[Raw data]
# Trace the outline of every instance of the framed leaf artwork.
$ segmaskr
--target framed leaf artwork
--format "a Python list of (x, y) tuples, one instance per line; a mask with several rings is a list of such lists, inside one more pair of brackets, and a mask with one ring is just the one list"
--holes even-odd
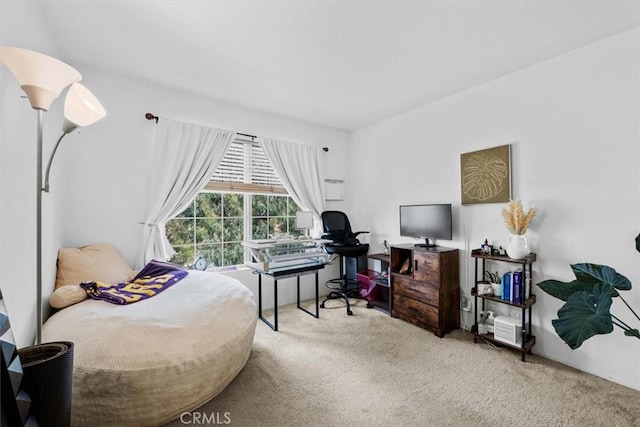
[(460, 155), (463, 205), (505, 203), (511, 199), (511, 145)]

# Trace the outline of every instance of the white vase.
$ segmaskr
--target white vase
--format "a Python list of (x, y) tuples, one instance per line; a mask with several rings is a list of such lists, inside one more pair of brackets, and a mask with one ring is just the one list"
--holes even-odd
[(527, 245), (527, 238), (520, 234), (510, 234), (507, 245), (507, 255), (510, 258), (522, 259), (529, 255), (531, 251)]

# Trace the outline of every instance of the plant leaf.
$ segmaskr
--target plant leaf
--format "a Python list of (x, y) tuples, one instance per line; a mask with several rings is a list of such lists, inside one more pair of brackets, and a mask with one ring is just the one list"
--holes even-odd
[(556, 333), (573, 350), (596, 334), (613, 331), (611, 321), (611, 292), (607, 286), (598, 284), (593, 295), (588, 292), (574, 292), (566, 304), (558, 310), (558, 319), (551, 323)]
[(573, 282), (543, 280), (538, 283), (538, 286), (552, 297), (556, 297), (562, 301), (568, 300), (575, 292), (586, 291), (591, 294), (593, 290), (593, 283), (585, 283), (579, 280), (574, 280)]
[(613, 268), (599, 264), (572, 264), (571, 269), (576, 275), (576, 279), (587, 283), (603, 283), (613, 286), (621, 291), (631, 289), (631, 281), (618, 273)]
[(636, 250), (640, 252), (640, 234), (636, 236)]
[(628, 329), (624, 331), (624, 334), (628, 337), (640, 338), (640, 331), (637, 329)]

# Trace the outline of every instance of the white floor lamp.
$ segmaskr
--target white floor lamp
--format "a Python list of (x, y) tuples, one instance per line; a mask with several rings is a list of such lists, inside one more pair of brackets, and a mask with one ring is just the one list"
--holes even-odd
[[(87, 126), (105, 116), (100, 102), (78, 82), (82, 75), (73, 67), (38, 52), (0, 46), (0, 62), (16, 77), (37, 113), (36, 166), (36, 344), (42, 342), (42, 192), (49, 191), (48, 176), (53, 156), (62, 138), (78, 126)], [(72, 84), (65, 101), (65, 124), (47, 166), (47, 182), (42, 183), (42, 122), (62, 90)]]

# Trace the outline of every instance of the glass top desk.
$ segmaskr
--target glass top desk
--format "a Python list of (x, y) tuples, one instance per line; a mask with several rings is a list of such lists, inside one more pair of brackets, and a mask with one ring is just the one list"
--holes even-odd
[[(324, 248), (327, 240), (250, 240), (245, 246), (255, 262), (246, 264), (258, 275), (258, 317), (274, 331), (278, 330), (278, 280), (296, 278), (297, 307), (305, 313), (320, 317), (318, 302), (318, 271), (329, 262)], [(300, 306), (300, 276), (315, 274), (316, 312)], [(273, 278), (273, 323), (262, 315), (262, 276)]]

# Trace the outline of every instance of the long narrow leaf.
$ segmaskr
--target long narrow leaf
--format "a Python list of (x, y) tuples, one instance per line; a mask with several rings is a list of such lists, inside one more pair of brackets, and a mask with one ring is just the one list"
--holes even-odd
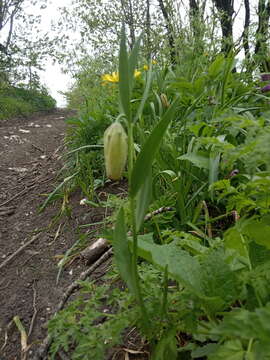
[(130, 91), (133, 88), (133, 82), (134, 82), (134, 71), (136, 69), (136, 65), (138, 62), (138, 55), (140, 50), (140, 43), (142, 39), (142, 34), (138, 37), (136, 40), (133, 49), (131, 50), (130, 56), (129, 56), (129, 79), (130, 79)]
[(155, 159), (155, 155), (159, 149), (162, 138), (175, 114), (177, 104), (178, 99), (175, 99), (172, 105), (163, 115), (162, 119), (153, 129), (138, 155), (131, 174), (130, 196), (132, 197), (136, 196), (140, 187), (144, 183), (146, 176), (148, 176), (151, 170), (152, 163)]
[/Raw data]
▶ _Work required_
Identify the lines in the entries above that contain "Trace", then copy them out.

▶ _Output of the task_
# Trace the outline of every instance of the framed leaf artwork.
# Trace the outline of every instance of the white vase.
# Trace the outline of every instance of the plant leaf.
# Trace the outline of every instance of the white floor lamp.
# Trace the outline of every instance of the glass top desk.
# Trace the outline of every instance of the long narrow leaf.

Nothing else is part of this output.